-- TEXT BLOCK start --

This paper is organized as follows. The next section reviews the literature on transnational activities and argues that state immigration-control policies create irregular legal statuses that have both direct and indirect effects on both mobile and non-mobile transnational activities. We then review the data and methods, highlighting the advantages of MAFE’s longitudinal data on both transnational activities and legal statuses and the models we use to estimate direct and indirect effects. The results of these models show that Senegalese migrants are territorially confined by irregular legal status, limiting their ability to visit their homeland. The effects on remitting, however, are more complicated and not only depend directly and indirectly on legal status but also vary by destination. The final sections discuss these results, with an emphasis on why the effects of legal status vary by national context, and conclude with implications of the findings for policies of immigration control and co-development.

Literature review

This section reviews the literature on the role of the state in migrants’ transnational activities, arguing that immigration-control policies may constrain cross-border action. We examine how irregular legal status could limit transnational activities by considering the direct effects of irregularity on both mobile transnational activities, such as visits to the homeland, and non-mobile transnational activities, such as remitting. We then argue that there may be a relationship between visits to the homeland and non-mobile transnational activities, based on the maintenance of social ties; this relationship may then transmit an indirect effect of irregular legal status on remitting through legal constraints on circulation. Finally, we present our hypotheses and the empirical case of Senegalese migrants in Europe.

-- TEXT BLOCK end --

[SHORT EXERCISE 1] Could you copy the passage on migrants' legal status word for word, from "This section reviews" to "migrants in Europe."?
[SHORT EXERCISE 2] How would the excerpt on Senegalese migrants and legal status go on after its final sentence?

-- EXTRACTED ENTRIES start --

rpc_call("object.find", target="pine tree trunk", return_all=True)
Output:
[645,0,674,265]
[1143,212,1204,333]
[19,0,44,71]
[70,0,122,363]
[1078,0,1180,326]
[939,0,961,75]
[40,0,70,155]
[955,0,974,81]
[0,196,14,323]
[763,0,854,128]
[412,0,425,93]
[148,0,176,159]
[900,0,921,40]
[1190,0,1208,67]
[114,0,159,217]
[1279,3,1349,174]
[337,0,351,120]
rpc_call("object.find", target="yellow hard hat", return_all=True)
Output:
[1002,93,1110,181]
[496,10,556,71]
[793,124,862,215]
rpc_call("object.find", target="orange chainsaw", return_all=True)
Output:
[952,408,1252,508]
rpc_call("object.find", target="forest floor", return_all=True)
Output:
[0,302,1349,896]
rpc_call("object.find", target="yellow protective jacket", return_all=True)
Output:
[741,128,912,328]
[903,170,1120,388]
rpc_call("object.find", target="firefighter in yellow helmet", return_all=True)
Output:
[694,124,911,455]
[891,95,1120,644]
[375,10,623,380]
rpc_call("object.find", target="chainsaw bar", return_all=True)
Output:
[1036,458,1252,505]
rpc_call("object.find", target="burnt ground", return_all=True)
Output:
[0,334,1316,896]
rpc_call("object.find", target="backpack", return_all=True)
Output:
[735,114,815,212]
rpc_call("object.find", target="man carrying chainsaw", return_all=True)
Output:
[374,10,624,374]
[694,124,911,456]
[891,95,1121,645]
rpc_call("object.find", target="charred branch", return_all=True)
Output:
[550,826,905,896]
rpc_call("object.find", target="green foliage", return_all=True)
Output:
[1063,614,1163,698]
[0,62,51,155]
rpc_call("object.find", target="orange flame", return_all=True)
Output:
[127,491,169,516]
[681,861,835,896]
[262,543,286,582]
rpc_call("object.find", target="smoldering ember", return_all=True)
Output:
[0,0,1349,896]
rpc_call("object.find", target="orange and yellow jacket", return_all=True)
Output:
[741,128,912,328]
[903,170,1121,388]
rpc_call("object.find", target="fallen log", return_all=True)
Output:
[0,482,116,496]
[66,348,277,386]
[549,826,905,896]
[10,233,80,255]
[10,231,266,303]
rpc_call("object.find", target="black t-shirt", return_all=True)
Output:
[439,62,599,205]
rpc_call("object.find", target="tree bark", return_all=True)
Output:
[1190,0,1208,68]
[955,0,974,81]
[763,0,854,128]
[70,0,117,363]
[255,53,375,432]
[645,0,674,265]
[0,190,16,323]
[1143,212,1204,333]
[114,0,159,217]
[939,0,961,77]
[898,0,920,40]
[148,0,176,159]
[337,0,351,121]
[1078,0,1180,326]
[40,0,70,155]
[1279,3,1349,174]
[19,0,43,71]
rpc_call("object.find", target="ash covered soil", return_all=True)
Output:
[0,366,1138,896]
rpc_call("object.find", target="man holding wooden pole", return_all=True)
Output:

-- EXTRACTED ENTRIES end --

[EXPECTED ANSWER 1]
This section reviews the literature on the role of the state in migrants’ transnational activities, arguing that immigration-control policies may constrain cross-border action. We examine how irregular legal status could limit transnational activities by considering the direct effects of irregularity on both mobile transnational activities, such as visits to the homeland, and non-mobile transnational activities, such as remitting. We then argue that there may be a relationship between visits to the homeland and non-mobile transnational activities, based on the maintenance of social ties; this relationship may then transmit an indirect effect of irregular legal status on remitting through legal constraints on circulation. Finally, we present our hypotheses and the empirical case of Senegalese migrants in Europe.

[EXPECTED ANSWER 2]
The role of the state in migrants’ transnational activities

Following Portes, Guarnizo, and Landolt’s (1999) call to delimit and measure the phenomenon of transnationalism empirically, the 2000s have seen a flowering of studies of a myriad of kinds of transnational activities among a wide variety of groups (for a review, see Levitt & Jaworsky, 2007). Many studies have shown that individual characteristics such as age, education, occupation, and length of residence in the host community are associated with a variety of transnational activities (Guarnizo, 2003; Guarnizo, Portes, & Haller, 2003; Itzigsohn & Saucedo, 2002). What has been underemphasized in this literature, however, is how state immigration-control apparatuses and the legal statuses they produce may also structure transnational activities. Given the widespread acknowledgement of the preponderant role that legal status plays in the incorporation of migrants in the destination society (Massey, 2007; Portes & Rumbaut, 2006), it is surprising that scholars have not paid more attention to the impact that legal status may have on the transnational activities that have been shown to accompany such integration.

This underemphasis may be due, in part, to a tension in the transnational-studies literature regarding the conceptualization of the role of the state. Much of the early literature on migrant transnational activities focused on the challenge that these activities posed to national borders. Transnational activities explicitly take place across borders and seemingly despite state attempts at control, indicating a weakness or even an inability of the state to control flows of people, money, ideas, and values (Glick Schiller, Basch, & Blanc, 1995).

In this view, the state and its territorial border—and the national membership that this frontier implies—have difficulty containing the globe-spanning networks that “transmigrants” construct via their incessant physical, social, and economic connections to the homeland. These connections, it is argued, are possible mainly because of technological advances in travel and communications that compress time and space: jumbo jets make formerly insurmountable distances between destination and origin easily traveled, and mobile phones and the internet allow migrants to be in daily touch with their families in the homeland (Diminescu, 2008; Vertovec, 2003). While subsequent research has questioned the argument that cross-border engagement is a novel form of social action (Foner, 1997) and has nuanced the depiction of the fluidity of transnational life (Levitt & Jaworsky, 2007), new technologies have undoubtedly made transnational activities easier and cheaper, and have thus had an impact on the quantity and kinds of cross-border engagement (Diminescu, 2008; Portes, Guarnizo, & Haller, 2002).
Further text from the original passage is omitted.